**INSTRUCTIONS:**
1. In the note on complex numbers, what is the conjugate of z equal to when |z| = 1?
2. Write a continuation of the note on complex numbers that begins right after its last sentence.

**SELECTED EXTRACT:**
The easy method to do this kind of exercise is to notice that $Re(z)=0$ if and only if $z=-\overline z$. Notice that if $|z|=1$ then $\overline z=\frac{1}{z}$.

In your case $ \overline{\left(\frac{1-z}{1+z}\right)}=\frac{1-\overline z}{1+\overline z}=\frac{1-\frac{1}{z}}{1+\frac{1}{z}}=\frac{z-1}{1+z}=-\frac{1-z}{1+z}$

Usually, the replacement of the algebraic form $z=x+iy$ makes things much more complicated in problems like this. First you should try applying the standard results from the general case, such as $|z|^2=z\overline z$, or $z \in \Bbb{R}$ if and only if $z=\overline z$, etc.

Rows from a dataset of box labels
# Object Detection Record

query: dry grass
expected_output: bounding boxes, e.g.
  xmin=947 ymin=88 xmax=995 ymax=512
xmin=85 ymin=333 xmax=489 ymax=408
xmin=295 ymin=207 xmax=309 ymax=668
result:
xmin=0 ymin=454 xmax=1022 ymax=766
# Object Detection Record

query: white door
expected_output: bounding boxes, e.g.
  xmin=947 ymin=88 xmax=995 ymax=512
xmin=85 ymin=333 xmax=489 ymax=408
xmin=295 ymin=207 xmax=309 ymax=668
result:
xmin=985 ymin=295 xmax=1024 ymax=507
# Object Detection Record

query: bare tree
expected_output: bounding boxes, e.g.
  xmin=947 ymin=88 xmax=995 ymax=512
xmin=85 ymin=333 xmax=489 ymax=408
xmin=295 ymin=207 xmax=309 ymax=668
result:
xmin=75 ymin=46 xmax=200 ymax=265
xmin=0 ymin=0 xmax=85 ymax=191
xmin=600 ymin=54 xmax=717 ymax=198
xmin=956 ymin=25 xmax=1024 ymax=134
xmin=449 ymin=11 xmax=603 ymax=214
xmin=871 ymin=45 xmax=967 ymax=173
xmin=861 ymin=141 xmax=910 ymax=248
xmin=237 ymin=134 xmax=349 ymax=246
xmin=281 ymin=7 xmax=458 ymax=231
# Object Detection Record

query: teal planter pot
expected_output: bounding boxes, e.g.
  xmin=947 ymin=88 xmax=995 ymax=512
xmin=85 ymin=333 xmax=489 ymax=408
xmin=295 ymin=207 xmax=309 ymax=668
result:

**EXPECTED RESULTS:**
1. It equals 1/z.

2.
11

Let $z=a+bi$, where $a^2+b^2=1$ and $z\neq -1$. Then $\begin{eqnarray} \Re\left(\frac{1-z}{1+z}\right) &=&\Re\left(\frac{(1-z)\overline{(1+z)}}{|1+z|^2}\right)\\ &=&\Re\left(\frac{(1-a-bi)(1+a-bi)}{(a+1)^2+b^2}\right)\\ &=&\Re\left(\frac{1-(a^2+b^2)-2bi}{(a+1)^2+b^2}\right)\\ &=&\Re\left(\frac{-2bi}{(a+1)^2+b^2}\right)=0\end{eqnarray}$

7

Using polar form of a complex number, $z=e^{i\theta},\quad\theta\in\mathbb{R}$.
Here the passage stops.